[Excerpts from point annotation data]
▼

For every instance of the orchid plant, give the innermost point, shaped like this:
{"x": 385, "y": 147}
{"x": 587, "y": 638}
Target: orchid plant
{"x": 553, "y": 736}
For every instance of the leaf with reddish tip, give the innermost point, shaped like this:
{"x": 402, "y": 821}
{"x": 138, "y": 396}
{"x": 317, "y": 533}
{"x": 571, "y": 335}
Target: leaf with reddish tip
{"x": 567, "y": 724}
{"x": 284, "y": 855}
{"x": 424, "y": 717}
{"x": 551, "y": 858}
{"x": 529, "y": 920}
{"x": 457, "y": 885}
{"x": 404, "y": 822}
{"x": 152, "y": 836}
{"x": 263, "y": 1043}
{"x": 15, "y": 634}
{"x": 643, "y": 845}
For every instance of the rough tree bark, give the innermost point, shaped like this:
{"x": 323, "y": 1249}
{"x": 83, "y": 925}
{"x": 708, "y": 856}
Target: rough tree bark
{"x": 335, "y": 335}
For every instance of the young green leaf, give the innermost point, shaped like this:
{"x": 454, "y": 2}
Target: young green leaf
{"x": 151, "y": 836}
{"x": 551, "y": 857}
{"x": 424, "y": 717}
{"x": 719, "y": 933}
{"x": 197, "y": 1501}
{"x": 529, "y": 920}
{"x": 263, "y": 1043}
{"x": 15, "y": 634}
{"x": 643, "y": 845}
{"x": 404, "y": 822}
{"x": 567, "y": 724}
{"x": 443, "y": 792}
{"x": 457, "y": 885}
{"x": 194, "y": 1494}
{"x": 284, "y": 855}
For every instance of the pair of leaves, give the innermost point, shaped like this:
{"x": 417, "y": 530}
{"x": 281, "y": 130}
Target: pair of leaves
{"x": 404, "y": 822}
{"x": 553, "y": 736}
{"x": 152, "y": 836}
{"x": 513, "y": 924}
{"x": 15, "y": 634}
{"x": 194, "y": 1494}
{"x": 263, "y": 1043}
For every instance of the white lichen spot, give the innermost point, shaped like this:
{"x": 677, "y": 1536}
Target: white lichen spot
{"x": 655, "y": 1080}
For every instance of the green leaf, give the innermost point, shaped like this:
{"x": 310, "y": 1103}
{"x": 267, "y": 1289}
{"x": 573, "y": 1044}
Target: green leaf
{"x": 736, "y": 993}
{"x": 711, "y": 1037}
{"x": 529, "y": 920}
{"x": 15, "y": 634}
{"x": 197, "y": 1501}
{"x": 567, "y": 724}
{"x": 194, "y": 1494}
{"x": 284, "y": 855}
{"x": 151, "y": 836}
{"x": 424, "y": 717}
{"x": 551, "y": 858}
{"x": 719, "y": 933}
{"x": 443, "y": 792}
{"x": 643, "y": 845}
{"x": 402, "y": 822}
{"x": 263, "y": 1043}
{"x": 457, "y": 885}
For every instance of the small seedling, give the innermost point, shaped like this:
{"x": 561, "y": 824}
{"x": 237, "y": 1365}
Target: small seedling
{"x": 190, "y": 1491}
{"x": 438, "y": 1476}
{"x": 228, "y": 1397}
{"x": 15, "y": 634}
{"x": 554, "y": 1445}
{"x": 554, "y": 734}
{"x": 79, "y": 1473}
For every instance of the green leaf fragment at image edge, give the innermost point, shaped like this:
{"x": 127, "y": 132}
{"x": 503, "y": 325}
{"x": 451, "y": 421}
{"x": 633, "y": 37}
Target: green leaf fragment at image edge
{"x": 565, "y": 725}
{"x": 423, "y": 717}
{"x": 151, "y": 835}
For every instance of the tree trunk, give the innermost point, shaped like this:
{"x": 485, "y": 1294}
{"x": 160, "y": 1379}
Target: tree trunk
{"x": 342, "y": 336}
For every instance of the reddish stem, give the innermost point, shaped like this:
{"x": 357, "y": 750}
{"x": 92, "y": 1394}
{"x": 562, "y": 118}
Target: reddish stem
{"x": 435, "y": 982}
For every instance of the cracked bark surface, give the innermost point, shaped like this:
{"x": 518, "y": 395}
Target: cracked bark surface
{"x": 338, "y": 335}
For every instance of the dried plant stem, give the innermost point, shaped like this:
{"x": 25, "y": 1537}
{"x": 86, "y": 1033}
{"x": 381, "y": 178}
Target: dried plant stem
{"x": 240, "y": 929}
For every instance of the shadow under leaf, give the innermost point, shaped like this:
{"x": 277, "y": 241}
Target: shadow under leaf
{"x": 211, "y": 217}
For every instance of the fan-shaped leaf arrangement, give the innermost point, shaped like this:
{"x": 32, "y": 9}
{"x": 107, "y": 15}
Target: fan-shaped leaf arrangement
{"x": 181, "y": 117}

▲

* _WHAT IS REQUIRED_: Copy out every row above word for word, changing nothing in any line.

* _REPLY TO THE EXERCISE_:
For every instance of the orchid plant, give the innermost point, shaped like this:
{"x": 385, "y": 147}
{"x": 587, "y": 638}
Target: orchid plant
{"x": 553, "y": 736}
For every instance of the leaf with reddish tip, give the innermost point, shaped like this:
{"x": 402, "y": 821}
{"x": 138, "y": 396}
{"x": 317, "y": 533}
{"x": 571, "y": 335}
Target: leaf with reddish tip
{"x": 567, "y": 724}
{"x": 284, "y": 855}
{"x": 424, "y": 717}
{"x": 551, "y": 858}
{"x": 529, "y": 920}
{"x": 457, "y": 885}
{"x": 404, "y": 822}
{"x": 152, "y": 836}
{"x": 263, "y": 1043}
{"x": 15, "y": 634}
{"x": 643, "y": 845}
For every instance of the rough tree bark, give the innermost point, shaped like this:
{"x": 323, "y": 1249}
{"x": 83, "y": 925}
{"x": 708, "y": 856}
Target: rough tree bark
{"x": 335, "y": 335}
For every instance of the young green leaf, give the innermost point, shaped like this:
{"x": 454, "y": 2}
Target: young green leaf
{"x": 151, "y": 836}
{"x": 551, "y": 857}
{"x": 424, "y": 717}
{"x": 719, "y": 933}
{"x": 197, "y": 1501}
{"x": 529, "y": 920}
{"x": 263, "y": 1043}
{"x": 15, "y": 634}
{"x": 643, "y": 845}
{"x": 404, "y": 822}
{"x": 567, "y": 724}
{"x": 443, "y": 792}
{"x": 457, "y": 885}
{"x": 194, "y": 1494}
{"x": 284, "y": 855}
For every instance of the pair of leaves, give the innermost point, shaped like this:
{"x": 417, "y": 530}
{"x": 281, "y": 130}
Target: pair of leaves
{"x": 404, "y": 822}
{"x": 553, "y": 736}
{"x": 152, "y": 836}
{"x": 513, "y": 924}
{"x": 15, "y": 634}
{"x": 194, "y": 1494}
{"x": 263, "y": 1043}
For every instance of the white lichen spot, give the innermost point, shaped like this:
{"x": 677, "y": 1536}
Target: white lichen spot
{"x": 655, "y": 1080}
For every instance of the green leaf, give the innermost point, shaped like this:
{"x": 310, "y": 1103}
{"x": 267, "y": 1289}
{"x": 573, "y": 1044}
Target: green leaf
{"x": 736, "y": 993}
{"x": 711, "y": 1037}
{"x": 529, "y": 920}
{"x": 15, "y": 634}
{"x": 197, "y": 1501}
{"x": 567, "y": 724}
{"x": 194, "y": 1494}
{"x": 284, "y": 855}
{"x": 151, "y": 836}
{"x": 424, "y": 717}
{"x": 551, "y": 858}
{"x": 719, "y": 933}
{"x": 443, "y": 792}
{"x": 643, "y": 845}
{"x": 402, "y": 822}
{"x": 263, "y": 1043}
{"x": 457, "y": 885}
For every instance of the small seedling, give the innermost point, shaped like this:
{"x": 561, "y": 824}
{"x": 237, "y": 1365}
Target: small seedling
{"x": 190, "y": 1491}
{"x": 438, "y": 1476}
{"x": 228, "y": 1397}
{"x": 15, "y": 634}
{"x": 554, "y": 1445}
{"x": 554, "y": 734}
{"x": 79, "y": 1473}
For every instance of the green leaf fragment at image edge, give the innermost point, shaped like this:
{"x": 127, "y": 132}
{"x": 503, "y": 325}
{"x": 451, "y": 421}
{"x": 633, "y": 37}
Target: green leaf fragment at image edge
{"x": 565, "y": 725}
{"x": 423, "y": 717}
{"x": 151, "y": 835}
For every instance of the tree trunk, give the innermost point, shaped like this:
{"x": 485, "y": 1294}
{"x": 160, "y": 1379}
Target: tree trunk
{"x": 342, "y": 336}
For every instance of the reddish stem, give the innermost point, shaped like this:
{"x": 357, "y": 750}
{"x": 92, "y": 1394}
{"x": 562, "y": 118}
Target: reddish stem
{"x": 435, "y": 982}
For every instance of the cracked bark surface, give the innermost point, shaped like this:
{"x": 518, "y": 395}
Target: cracked bark surface
{"x": 338, "y": 335}
For every instance of the dried plant stem, give the innermost point, shaped like this:
{"x": 25, "y": 1537}
{"x": 86, "y": 1033}
{"x": 381, "y": 178}
Target: dried plant stem
{"x": 240, "y": 929}
For every instance of the shadow under leaf, give the innermost point, shaped like this:
{"x": 277, "y": 241}
Target: shadow under leaf
{"x": 211, "y": 217}
For every instance of the fan-shaped leaf arrangement, give the innermost point, shaped like this:
{"x": 32, "y": 9}
{"x": 107, "y": 15}
Target: fan-shaped leaf arrangement
{"x": 181, "y": 117}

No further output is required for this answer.